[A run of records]
## Begin
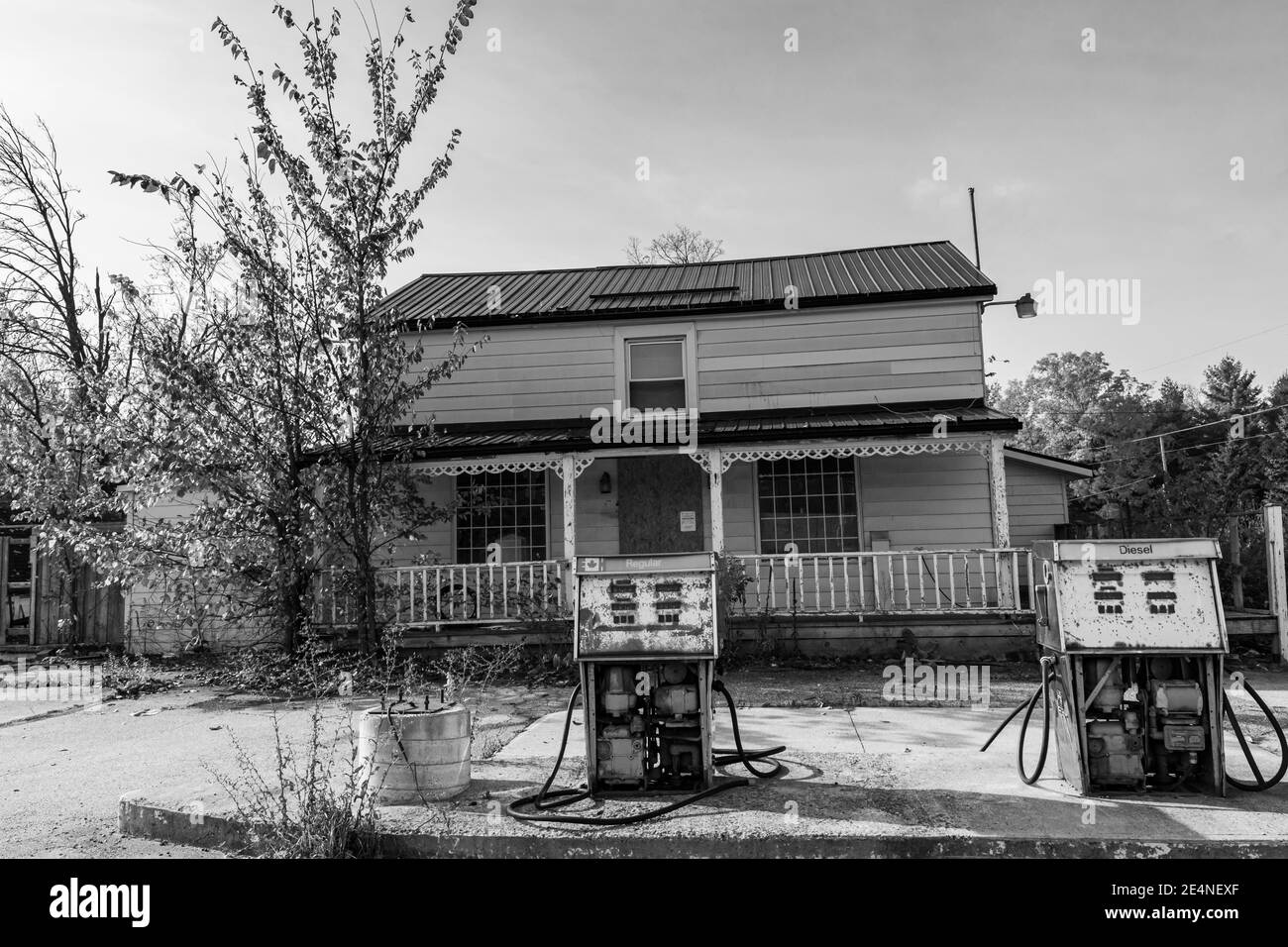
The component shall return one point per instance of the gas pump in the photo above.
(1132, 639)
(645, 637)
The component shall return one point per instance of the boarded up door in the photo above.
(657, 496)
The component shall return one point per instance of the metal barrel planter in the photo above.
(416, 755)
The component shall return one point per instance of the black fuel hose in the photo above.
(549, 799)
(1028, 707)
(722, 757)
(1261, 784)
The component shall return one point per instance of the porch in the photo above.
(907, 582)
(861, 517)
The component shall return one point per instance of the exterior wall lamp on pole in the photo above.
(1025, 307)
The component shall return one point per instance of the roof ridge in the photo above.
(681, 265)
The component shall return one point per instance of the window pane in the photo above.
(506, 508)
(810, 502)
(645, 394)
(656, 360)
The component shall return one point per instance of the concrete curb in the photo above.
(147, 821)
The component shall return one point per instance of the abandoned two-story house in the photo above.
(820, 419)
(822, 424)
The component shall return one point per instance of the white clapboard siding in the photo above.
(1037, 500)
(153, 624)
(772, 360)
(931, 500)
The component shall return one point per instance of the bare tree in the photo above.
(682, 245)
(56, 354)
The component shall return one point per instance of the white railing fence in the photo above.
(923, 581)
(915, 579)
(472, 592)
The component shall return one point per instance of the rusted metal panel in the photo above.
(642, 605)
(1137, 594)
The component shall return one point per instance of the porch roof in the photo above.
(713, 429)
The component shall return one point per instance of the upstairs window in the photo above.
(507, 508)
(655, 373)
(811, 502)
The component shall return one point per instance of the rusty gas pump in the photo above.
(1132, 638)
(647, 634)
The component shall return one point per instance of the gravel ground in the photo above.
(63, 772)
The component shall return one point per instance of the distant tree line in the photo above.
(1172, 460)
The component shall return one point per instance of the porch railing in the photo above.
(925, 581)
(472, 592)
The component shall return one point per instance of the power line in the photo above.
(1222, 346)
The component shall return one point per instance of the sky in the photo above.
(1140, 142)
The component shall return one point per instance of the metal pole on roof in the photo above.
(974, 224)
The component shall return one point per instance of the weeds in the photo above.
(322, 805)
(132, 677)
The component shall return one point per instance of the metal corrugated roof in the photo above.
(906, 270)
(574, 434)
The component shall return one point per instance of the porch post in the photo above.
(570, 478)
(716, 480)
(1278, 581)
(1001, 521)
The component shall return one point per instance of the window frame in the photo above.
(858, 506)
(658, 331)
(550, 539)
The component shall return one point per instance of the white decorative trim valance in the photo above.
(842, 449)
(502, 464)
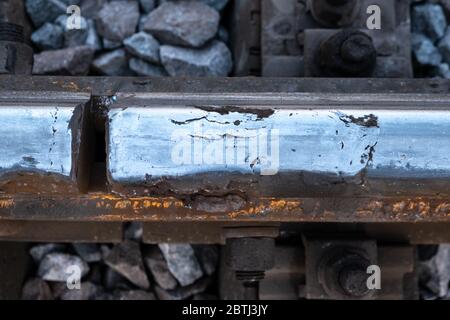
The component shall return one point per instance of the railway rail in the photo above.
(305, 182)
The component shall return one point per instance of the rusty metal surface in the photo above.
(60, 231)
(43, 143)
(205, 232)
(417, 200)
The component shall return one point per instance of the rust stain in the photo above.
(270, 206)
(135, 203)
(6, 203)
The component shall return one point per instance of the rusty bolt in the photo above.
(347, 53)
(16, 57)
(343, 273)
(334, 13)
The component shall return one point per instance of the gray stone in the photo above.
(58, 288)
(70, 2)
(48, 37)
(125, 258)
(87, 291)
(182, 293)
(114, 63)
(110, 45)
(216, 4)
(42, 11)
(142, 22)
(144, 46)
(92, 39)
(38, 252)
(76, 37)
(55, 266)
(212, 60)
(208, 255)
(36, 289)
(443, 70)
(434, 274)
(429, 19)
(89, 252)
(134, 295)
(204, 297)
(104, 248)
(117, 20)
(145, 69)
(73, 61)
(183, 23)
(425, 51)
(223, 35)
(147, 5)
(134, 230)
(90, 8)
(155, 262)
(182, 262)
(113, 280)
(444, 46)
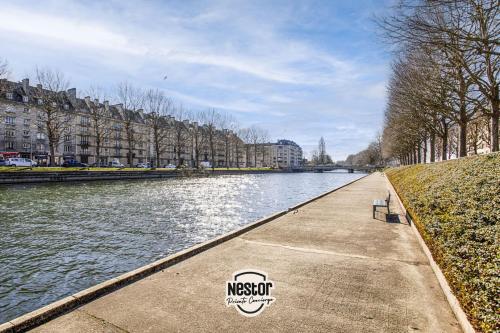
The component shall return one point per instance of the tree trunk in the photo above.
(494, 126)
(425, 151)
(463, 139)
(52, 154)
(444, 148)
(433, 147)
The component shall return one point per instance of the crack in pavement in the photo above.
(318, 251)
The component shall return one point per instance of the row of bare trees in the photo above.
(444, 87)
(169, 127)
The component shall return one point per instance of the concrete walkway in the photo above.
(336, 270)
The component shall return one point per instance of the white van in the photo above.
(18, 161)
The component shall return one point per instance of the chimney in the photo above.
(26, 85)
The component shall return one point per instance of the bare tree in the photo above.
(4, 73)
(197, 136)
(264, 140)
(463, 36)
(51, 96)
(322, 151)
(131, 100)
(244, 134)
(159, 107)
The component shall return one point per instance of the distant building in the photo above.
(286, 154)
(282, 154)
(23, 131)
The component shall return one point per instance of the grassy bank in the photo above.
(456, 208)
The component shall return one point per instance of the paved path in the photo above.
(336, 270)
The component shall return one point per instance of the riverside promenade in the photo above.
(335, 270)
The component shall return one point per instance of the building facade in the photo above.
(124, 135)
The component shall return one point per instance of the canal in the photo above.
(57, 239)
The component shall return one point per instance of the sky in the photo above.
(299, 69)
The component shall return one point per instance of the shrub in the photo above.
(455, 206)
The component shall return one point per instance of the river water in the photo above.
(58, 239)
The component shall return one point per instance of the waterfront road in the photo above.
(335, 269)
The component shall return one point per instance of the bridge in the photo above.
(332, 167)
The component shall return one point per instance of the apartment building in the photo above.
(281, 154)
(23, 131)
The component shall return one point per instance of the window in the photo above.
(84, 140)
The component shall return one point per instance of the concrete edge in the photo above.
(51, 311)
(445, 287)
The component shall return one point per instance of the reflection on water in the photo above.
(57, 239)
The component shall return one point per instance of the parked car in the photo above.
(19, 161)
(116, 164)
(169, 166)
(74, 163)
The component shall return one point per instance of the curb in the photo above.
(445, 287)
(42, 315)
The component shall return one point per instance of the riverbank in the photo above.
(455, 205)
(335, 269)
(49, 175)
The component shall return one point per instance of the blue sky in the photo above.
## End
- **DIRECTIONS**:
Reproduce the listing word for word and omit its pictures.

- **RESULT**:
The component shall return one point per instance of the gas pump in the photo above.
(1132, 639)
(645, 637)
The component shall return one point per instance of the boarded up door in the photo above.
(657, 496)
The component shall return one point per instance of the metal barrel planter in the photo above.
(416, 755)
The component shall return one point per instance of the black fuel hose in the photo above.
(549, 799)
(1028, 707)
(722, 757)
(1261, 784)
The component shall return one point per instance of the porch in the photo above.
(907, 582)
(861, 517)
The component shall return one point per instance of the exterior wall lamp on pole in the photo above.
(1025, 307)
The component shall return one point per instance of the roof ridge in the photo above.
(681, 265)
The component shall return one point per instance of the window pane in the photo above.
(506, 508)
(810, 502)
(645, 394)
(656, 360)
The component shall return one point per instance of the concrete curb in the photo above.
(147, 821)
The component shall return one point per instance of the abandoned two-story house in the photo above.
(820, 419)
(822, 424)
The component shall return one point per instance of the white clapboard siding in the photo above.
(1037, 500)
(153, 624)
(772, 360)
(931, 500)
The component shall return one point per instance of the bare tree in the photo above.
(682, 245)
(56, 354)
The component shall return one point per instance of the white railing fence in the photo above.
(923, 581)
(915, 579)
(472, 592)
The component shall return one point per instance of the rusted metal panel in the photo above.
(642, 605)
(1137, 594)
The component shall return one point per instance of the porch roof in the photo above.
(713, 429)
The component shall return one point per instance of the upstairs window in the photo above.
(507, 508)
(655, 373)
(811, 502)
The component shall return one point per instance of the rusty gas pump in the photo above.
(1132, 638)
(647, 634)
The component shall return one point per instance of the gravel ground in the photo above.
(63, 772)
The component shall return one point per instance of the distant tree line in the photo above.
(1172, 460)
The component shall return one point per instance of the porch railing in the photo above.
(925, 581)
(472, 592)
The component shall return one point per instance of the power line in the photo above.
(1222, 346)
The component shall return one point per instance of the sky in the photo above.
(1140, 142)
The component shall return one point per instance of the metal pole on roof in the photo above.
(974, 224)
The component shall return one point per instance of the weeds in the photo above.
(322, 805)
(132, 677)
The component shall return one point per instance of the metal corrugated roof in the photo above.
(906, 270)
(574, 434)
The component shall return one point per instance of the porch post in the photo above.
(570, 478)
(716, 480)
(1278, 581)
(1001, 521)
The component shall return one point per instance of the window frame in the photo above.
(858, 506)
(658, 331)
(550, 539)
The component shall return one point per instance of the white decorative trim valance in the photo above.
(842, 449)
(502, 464)
The component shall return one point per instance of the railway rail in the photo above.
(305, 182)
The component shall return one point per instance of the rusty metal surface in the photo above.
(60, 231)
(43, 143)
(205, 232)
(417, 200)
The component shall return one point per instance of the rust stain in the photo above.
(270, 206)
(135, 203)
(6, 203)
The component shall return one point per instance of the rusty bolt in the photo above.
(347, 53)
(16, 57)
(343, 273)
(334, 13)
The component shall return one point per instance of the gray stone in the photo above.
(58, 288)
(70, 2)
(48, 37)
(125, 258)
(87, 291)
(182, 293)
(114, 63)
(110, 45)
(216, 4)
(42, 11)
(142, 22)
(144, 46)
(92, 39)
(38, 252)
(76, 37)
(55, 266)
(212, 60)
(208, 255)
(36, 289)
(443, 70)
(434, 274)
(429, 19)
(89, 252)
(134, 295)
(204, 297)
(104, 248)
(117, 20)
(145, 69)
(73, 61)
(183, 23)
(425, 51)
(223, 35)
(147, 5)
(134, 230)
(90, 8)
(155, 262)
(182, 262)
(113, 280)
(444, 46)
The component shall return one point per instance of the tree trunk in the photo above.
(494, 126)
(425, 151)
(463, 139)
(52, 154)
(444, 148)
(433, 147)
The component shall return one point per instance of the crack in pavement in the photo above.
(318, 251)
The component shall return one point per instance of the row of bare trees in the photo above.
(444, 87)
(169, 127)
The component shall return one point per instance of the concrete walkway in the photo above.
(336, 270)
The component shall return one point per instance of the white van in the photo above.
(18, 161)
The component shall return one point per instance of the chimney in the photo above.
(26, 85)
The component shall return one point per instance of the bare tree in the photo above.
(4, 73)
(197, 136)
(264, 140)
(463, 36)
(51, 96)
(322, 151)
(131, 100)
(244, 134)
(159, 107)
The component shall return one point per instance of the distant building in the photo above.
(286, 154)
(282, 154)
(23, 131)
The component shall return one point per instance of the grassy bank in the photo above.
(456, 208)
The component shall return one point per instance of the paved path in the photo above.
(336, 270)
The component shall return one point per instance of the riverside promenade in the photo above.
(335, 270)
The component shall return one point per instance of the building facade in the photo above.
(124, 135)
The component shall return one point per instance of the canal in the photo above.
(57, 239)
The component shall return one point per instance of the sky in the photo above.
(299, 69)
The component shall return one point per instance of the shrub in the photo above.
(455, 206)
The component shall return one point per instance of the river water in the photo above.
(58, 239)
The component shall return one point per instance of the waterfront road in the photo above.
(335, 269)
The component shall return one point per instance of the bridge in the photo above.
(332, 167)
The component shall return one point per instance of the apartment building in the photo above.
(281, 154)
(23, 131)
The component shall return one point per instance of the window in the photo above.
(84, 140)
The component shall return one point per instance of the concrete edge in the photo above.
(51, 311)
(445, 287)
The component shall return one point per instance of the reflection on water in the photo above.
(57, 239)
The component shall return one point per instance of the parked car in the photo above.
(19, 161)
(116, 164)
(169, 166)
(74, 163)
The component shall return one point per instance of the curb in the photo above.
(445, 287)
(42, 315)
The component shall return one point per instance of the riverbank in the photo above.
(455, 205)
(335, 269)
(49, 175)
The component shall return one point per instance of the blue sky in the photo above.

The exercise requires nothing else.